---- EXTRACTED RECORDS
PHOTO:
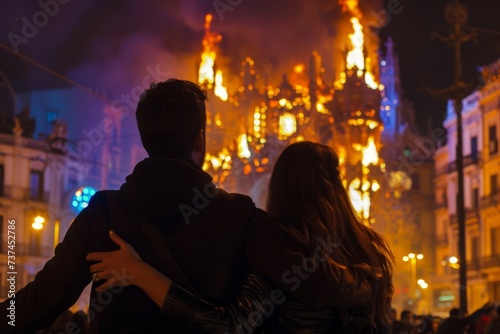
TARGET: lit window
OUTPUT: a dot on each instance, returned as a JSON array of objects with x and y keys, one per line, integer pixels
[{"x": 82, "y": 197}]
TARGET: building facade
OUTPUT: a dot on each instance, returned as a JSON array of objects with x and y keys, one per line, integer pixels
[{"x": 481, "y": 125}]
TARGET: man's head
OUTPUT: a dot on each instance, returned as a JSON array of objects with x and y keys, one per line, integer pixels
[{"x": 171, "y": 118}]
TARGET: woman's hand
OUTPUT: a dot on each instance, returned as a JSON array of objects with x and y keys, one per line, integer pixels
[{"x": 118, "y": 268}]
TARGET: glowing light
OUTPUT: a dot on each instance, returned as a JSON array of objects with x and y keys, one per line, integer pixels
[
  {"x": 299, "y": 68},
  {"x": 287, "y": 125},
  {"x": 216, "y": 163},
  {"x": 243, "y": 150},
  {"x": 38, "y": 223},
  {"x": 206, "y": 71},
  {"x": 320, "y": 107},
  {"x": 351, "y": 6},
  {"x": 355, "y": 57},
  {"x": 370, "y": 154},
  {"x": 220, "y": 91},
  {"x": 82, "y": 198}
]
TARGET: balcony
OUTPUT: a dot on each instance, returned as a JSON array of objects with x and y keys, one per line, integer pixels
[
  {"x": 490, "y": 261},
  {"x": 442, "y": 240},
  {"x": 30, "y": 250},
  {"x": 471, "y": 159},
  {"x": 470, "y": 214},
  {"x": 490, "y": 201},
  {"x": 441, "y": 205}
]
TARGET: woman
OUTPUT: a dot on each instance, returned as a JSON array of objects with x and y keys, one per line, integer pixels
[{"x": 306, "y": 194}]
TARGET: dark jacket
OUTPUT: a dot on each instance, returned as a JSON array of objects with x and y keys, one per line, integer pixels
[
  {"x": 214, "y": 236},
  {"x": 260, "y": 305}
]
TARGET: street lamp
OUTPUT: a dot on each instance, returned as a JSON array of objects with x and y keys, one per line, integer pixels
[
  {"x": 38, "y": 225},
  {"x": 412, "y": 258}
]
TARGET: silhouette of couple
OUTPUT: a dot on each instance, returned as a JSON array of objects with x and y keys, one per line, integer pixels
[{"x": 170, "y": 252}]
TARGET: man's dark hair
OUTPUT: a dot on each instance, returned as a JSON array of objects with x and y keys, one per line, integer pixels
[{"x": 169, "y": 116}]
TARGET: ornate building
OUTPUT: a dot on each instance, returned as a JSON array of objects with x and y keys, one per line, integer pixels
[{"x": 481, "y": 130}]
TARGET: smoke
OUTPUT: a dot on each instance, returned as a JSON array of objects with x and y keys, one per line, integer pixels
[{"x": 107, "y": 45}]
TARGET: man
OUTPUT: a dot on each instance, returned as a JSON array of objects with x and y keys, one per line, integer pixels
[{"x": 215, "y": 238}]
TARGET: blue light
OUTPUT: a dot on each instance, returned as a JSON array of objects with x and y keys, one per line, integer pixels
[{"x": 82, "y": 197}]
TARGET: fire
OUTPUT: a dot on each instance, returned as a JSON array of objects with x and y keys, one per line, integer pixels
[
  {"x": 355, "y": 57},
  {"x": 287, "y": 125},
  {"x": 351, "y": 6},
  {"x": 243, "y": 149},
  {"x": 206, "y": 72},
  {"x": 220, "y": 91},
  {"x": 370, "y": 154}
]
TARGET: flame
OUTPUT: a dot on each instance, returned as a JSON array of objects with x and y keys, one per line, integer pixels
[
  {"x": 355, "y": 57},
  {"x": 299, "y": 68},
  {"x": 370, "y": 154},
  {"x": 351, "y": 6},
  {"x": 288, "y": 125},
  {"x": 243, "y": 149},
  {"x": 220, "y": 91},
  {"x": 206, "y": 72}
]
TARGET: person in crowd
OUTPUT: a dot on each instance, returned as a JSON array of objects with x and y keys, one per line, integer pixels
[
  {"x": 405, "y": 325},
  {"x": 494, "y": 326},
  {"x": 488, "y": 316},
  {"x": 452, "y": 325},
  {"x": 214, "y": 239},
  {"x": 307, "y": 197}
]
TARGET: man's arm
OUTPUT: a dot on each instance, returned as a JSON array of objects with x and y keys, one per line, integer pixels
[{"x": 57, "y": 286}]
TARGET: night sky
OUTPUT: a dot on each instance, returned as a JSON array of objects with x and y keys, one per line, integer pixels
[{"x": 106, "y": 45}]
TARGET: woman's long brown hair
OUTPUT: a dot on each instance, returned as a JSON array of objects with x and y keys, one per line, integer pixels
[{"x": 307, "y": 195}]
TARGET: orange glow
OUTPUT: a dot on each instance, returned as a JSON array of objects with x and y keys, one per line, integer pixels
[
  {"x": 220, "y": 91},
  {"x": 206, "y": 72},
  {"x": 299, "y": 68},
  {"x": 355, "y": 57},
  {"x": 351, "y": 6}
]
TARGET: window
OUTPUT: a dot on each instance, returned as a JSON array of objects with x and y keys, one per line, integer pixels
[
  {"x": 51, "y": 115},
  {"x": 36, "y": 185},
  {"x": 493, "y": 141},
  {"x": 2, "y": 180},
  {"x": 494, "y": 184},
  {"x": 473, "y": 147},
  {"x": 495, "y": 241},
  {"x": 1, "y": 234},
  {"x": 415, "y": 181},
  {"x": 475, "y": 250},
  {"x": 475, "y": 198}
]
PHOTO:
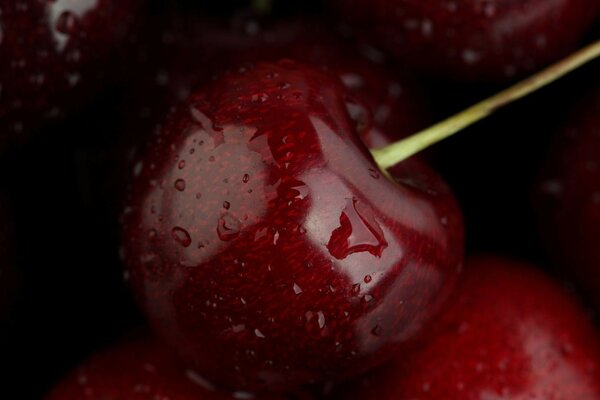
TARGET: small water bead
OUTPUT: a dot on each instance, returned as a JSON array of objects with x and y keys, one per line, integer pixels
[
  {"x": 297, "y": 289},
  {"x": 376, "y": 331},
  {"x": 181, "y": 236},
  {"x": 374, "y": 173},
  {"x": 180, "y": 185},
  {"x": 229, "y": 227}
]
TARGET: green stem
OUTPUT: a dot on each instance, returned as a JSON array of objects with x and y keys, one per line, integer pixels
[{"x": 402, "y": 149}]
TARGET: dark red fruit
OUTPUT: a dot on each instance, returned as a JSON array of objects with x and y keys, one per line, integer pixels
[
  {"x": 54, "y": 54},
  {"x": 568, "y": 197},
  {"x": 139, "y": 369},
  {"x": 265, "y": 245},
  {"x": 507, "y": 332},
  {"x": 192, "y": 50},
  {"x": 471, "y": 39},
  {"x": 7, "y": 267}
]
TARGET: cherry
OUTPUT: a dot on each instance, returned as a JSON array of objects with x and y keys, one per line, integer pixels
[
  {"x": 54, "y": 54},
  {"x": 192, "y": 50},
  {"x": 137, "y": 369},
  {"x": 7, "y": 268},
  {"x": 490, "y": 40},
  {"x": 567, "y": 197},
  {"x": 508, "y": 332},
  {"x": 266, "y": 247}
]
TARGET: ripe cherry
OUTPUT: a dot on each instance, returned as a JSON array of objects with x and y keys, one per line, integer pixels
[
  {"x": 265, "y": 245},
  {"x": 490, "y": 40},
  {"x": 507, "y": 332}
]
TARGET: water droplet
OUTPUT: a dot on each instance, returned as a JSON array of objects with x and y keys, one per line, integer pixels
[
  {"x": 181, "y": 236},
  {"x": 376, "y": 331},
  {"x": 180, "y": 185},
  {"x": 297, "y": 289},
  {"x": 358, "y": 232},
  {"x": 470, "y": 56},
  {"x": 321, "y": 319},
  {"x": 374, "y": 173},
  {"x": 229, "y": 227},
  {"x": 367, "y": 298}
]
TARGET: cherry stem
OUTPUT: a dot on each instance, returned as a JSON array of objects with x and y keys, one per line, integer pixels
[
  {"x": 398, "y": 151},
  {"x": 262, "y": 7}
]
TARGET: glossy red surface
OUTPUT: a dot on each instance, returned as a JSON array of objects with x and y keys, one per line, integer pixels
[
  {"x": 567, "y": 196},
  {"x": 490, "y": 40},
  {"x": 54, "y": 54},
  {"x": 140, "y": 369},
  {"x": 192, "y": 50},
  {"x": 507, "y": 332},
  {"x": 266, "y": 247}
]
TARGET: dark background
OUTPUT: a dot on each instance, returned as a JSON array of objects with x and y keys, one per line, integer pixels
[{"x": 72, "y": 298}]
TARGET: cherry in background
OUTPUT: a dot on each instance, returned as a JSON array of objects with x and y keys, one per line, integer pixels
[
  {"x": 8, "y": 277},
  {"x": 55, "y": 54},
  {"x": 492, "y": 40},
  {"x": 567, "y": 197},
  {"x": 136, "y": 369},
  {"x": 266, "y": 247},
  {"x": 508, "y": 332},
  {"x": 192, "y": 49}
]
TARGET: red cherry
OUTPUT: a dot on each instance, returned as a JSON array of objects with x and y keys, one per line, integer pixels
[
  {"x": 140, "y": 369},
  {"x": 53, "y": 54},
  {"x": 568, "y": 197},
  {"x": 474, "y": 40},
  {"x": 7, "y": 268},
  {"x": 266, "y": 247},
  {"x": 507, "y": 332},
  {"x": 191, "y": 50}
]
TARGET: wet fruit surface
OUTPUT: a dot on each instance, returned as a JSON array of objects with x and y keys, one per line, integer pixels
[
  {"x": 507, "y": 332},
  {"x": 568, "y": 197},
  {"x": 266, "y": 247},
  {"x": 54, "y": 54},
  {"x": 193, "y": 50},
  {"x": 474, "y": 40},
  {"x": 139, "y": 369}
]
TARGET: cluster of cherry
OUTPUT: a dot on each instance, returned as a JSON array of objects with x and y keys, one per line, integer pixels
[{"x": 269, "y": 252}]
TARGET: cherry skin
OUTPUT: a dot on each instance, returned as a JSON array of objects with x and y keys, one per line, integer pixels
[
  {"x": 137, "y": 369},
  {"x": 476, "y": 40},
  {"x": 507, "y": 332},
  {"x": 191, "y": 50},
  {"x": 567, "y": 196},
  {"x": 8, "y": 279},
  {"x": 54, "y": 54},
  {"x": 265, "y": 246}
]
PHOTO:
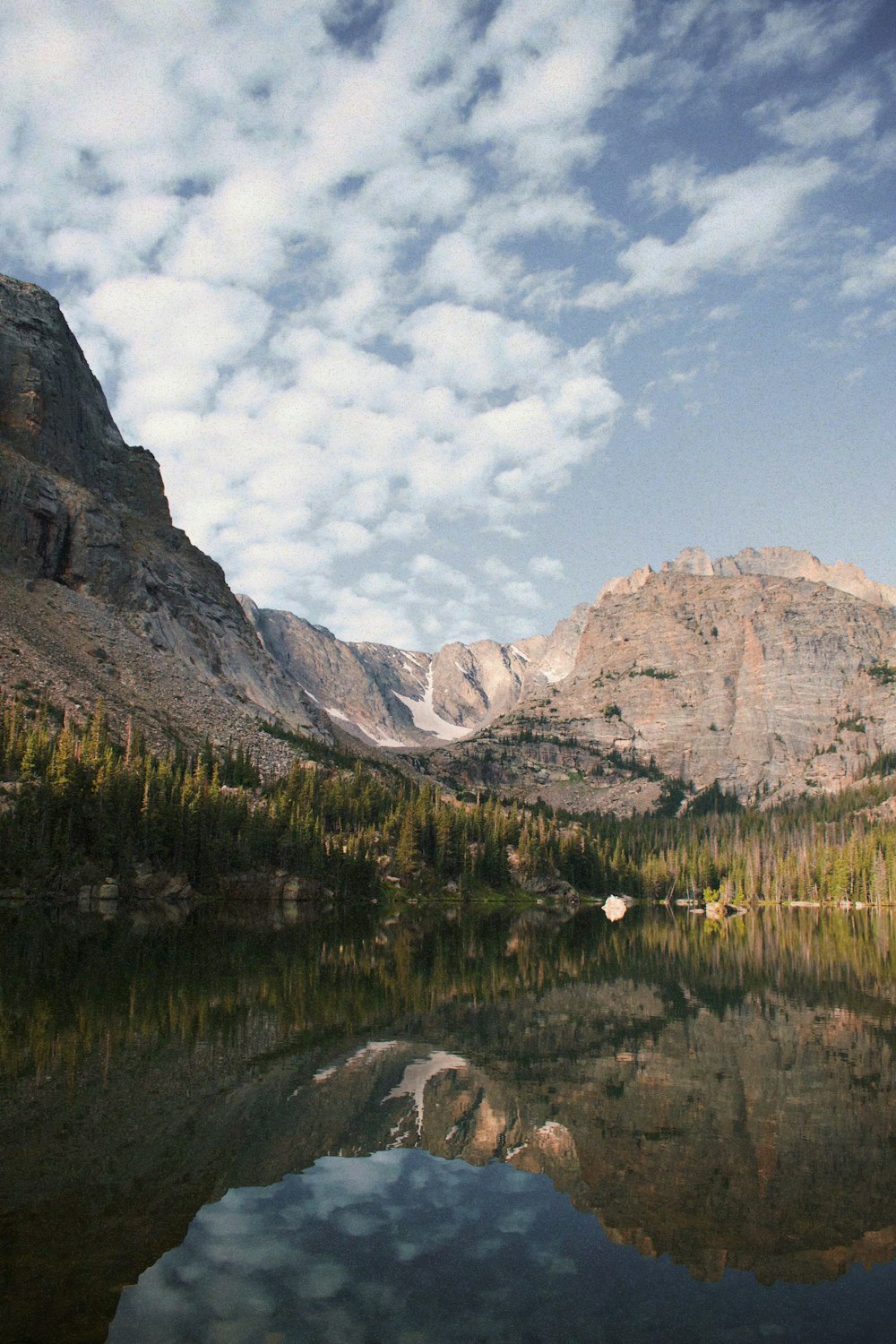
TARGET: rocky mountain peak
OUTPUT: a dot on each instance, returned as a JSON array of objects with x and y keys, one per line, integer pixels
--------
WORK INSTRUCTIONS: Quote, please, only the lines running from the one with "TARGET: wet fruit surface" down to the final line of the data above, keeping both ends and skipping the pictures.

THE REPLY:
TARGET: wet fruit surface
OUTPUT: a dot on each instance, returned as a JSON array of objects with x and y keys, one per line, integer pixels
[
  {"x": 507, "y": 332},
  {"x": 568, "y": 197},
  {"x": 266, "y": 247},
  {"x": 54, "y": 54},
  {"x": 193, "y": 50},
  {"x": 474, "y": 40},
  {"x": 139, "y": 369}
]
TARGET: cluster of cherry
OUTPUT: a dot on each instance, returned as a JSON array of objects with x and y keys, one per line, integer pixels
[{"x": 269, "y": 252}]
TARGET: cherry skin
OUTPUT: a dot on each instance, returned as a JSON array of objects with x and y keys, one per line, integer pixels
[
  {"x": 137, "y": 369},
  {"x": 476, "y": 40},
  {"x": 507, "y": 332},
  {"x": 191, "y": 50},
  {"x": 567, "y": 196},
  {"x": 8, "y": 279},
  {"x": 54, "y": 54},
  {"x": 265, "y": 246}
]
PHOTO:
TARGET: rocky mountain peak
OUTPUT: a dot on each instance, returned as a JSON array of objects with x and y keys, one per line, integer pixels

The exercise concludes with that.